= Set of tasks =
1 > Reproduce the stretch of the bathing suit text below from "Where do we" through "and functional comfort.".
2 > Answer these questions from the bathing suit text below:
(a) Where were this year's new suits tested?
(b) What does the text say to think about first when choosing a suit?
(c) What style of suit does the text say nothing beats for freedom?

= Excerpted text =
Choosing the perfect bathing suit for the water activities you love is no small feat. Getting the balance just right between function and comfort is something brands have been trying to do for, well, ever, and the good news is, there are now many who are getting it right. So what makes up the perfect bathing suit? Is it the pattern? The shape of the bottom? How well the top stays on?
We put this year’s new suits to the test on a recent trip to Costa Rica, where we surfed, swam, sunned, hiked, and paddled. We were looking for suits that stayed put, stayed comfortable, and, of course, looked great.
Think first about the kinds of activities you’ll be doing in your new suit. Are you mostly hanging out on the beach, maybe throwing around a Frisbee? Or are you trying to get barrelled in the surf? You also have to consider how much coverage and protection you’re looking for, what style you’re most comfortable and confident in, and how much support you need.
Nothing beats the freedom of a classic bikini. For long days in and around the water, you won’t find anything that comes close to being as comfortable. When you can mix and match tops and bottoms to suit your needs (particularly if you are buying different sizes in tops and bottoms) and your personal style, it’s easy to build just the right combination. Although the sheer variety of styles available might make it hard to choose!
Where do we begin? There are so, so many variations of bathing suit tops, some of which will stay in place better than others. (Who hasn’t had a moment that’s proven this to be true?) We found a few different types of bikini tops that work super well in active settings, while still maintaining flattering looks and functional comfort.

= Excerpted data =
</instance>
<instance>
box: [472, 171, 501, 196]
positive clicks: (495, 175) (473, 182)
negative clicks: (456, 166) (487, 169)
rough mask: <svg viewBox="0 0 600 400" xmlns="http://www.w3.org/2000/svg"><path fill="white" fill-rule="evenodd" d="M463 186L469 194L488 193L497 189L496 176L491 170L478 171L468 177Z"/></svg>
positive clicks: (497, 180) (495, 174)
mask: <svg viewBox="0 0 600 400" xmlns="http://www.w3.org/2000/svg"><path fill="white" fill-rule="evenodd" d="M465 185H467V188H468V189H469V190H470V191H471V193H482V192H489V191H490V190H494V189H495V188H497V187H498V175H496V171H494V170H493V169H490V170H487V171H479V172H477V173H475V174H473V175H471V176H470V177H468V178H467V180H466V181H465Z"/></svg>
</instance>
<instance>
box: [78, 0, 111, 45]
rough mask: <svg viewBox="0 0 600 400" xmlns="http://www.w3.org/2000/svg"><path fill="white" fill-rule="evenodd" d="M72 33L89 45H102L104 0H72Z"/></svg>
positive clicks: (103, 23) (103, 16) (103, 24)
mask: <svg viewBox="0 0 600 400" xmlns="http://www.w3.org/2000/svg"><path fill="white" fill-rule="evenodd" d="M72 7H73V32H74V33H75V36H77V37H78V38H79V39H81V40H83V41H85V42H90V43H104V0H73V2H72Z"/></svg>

= Expected results =
1 >
Where do we begin? There are so, so many variations of bathing suit tops, some of which will stay in place better than others. (Who hasn’t had a moment that’s proven this to be true?) We found a few different types of bikini tops that work super well in active settings, while still maintaining flattering looks and functional comfort.

2 >
(a) Costa Rica
(b) The kinds of activities you'll be doing in your new suit
(c) A classic bikini